It is somewhat unfortunate that our culture trip to Italy needs to start with an exploration of the various wine areas around Verona, especially Valpolicella and Soave.
We have settled for a couple of nights in Verona, our first stop in North Italy. But the next day is a Monday, the day that most museums are closed, so we decide to first explore the wine region north of town.
In order to also get a glimpse of the Lago di Garda, we drive to Bardolino, name of one of the well-known wines of Veneto, the province that covers Verona and Venice. But the town of that name, at the lake shore, is a disappointment. There may not be many tourists right now, but all those who are here, seem to have congregated in Bardolino. Which has all the hallmarks of a tourist town, the large terraces with menus in four languages, the pedestrian streets full of souvenir shops. Little authenticity. Besides, the weather doesn’t help, it is dry but cloudy, and then is Lago di Garda just like any other lake. After an hour we have seen all there is to see. But we haven’t tried any wine yet, for that you need to be outside town.
We decide to drive on to Valpolicella. Except that our GPS cannot find a town of that name. It transpires that Valpolicella is the name of the region, not a town. But there is San Giorgio di Valpolicella, Sant’ Ambrogio di Valpolicella, Negrar di Valpolicella, Marano di Valpolicella, and lots more. Especially the area in between Negrar and Marano is picturesque, with many vine plots against the lower hills, and invariably a mansion in the middle, or on top of the hill. French chateau, Italian style.

**Exercise instructions**
Write the next part of the travel account of the wine country around Verona, picking up right after its last sentence.

(A block of data)
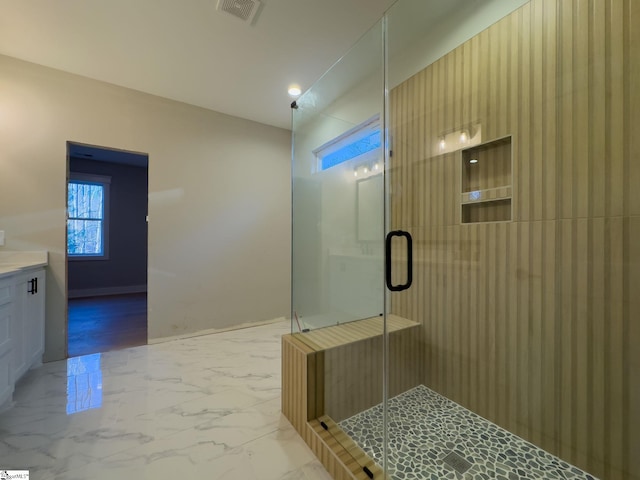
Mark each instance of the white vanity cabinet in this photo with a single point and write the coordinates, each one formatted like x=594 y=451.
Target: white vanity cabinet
x=22 y=311
x=7 y=320
x=28 y=327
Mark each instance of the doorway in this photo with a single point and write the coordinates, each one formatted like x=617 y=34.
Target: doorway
x=107 y=197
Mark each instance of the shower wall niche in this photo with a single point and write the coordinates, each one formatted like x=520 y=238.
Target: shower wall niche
x=486 y=182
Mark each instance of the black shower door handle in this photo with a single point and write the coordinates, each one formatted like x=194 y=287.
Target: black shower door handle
x=390 y=235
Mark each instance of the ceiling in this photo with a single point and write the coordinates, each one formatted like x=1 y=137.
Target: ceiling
x=189 y=51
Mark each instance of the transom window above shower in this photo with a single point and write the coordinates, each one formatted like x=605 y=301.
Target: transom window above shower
x=362 y=142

**Final result**
It is end September; harvest has started, but many of the vines are still full of grapes, dark blue. Compared to France, it looks all a bit more messy, less organized. But here, too, many wine shops, many individual growers that let you taste their products – and hope you will buy their bottles. Most of the day is overcast, no good for pictures, so we do visit a few of these shops. They all make Valpolicella Classico, Superiore, and Ripasso. And they produce Amarone, a wine in a whole different category, not only in taste, but also in price. Unlike France, of each different variety they have only one vintage on offer – and the better the wine, the older the vintage. The Amarones we try are all almost 10 years old. Unusually, for us, we don’t buy a lot, except for the occasional bottle. Four weeks to go….
We drive up the valley, to Sant Anna di Alfaedo. The tourist highlight is the largest natural stone bridge of Europe, the Ponte di Vejo. A five minute drive from the main road, a five minute stroll from the car park. Tick, got the teeshirt. For the rest, it was wine ranks, and more wine ranks. Late afternoon the sun came out, which helped appreciating the landscape a lot more. And helped improving the photos, too.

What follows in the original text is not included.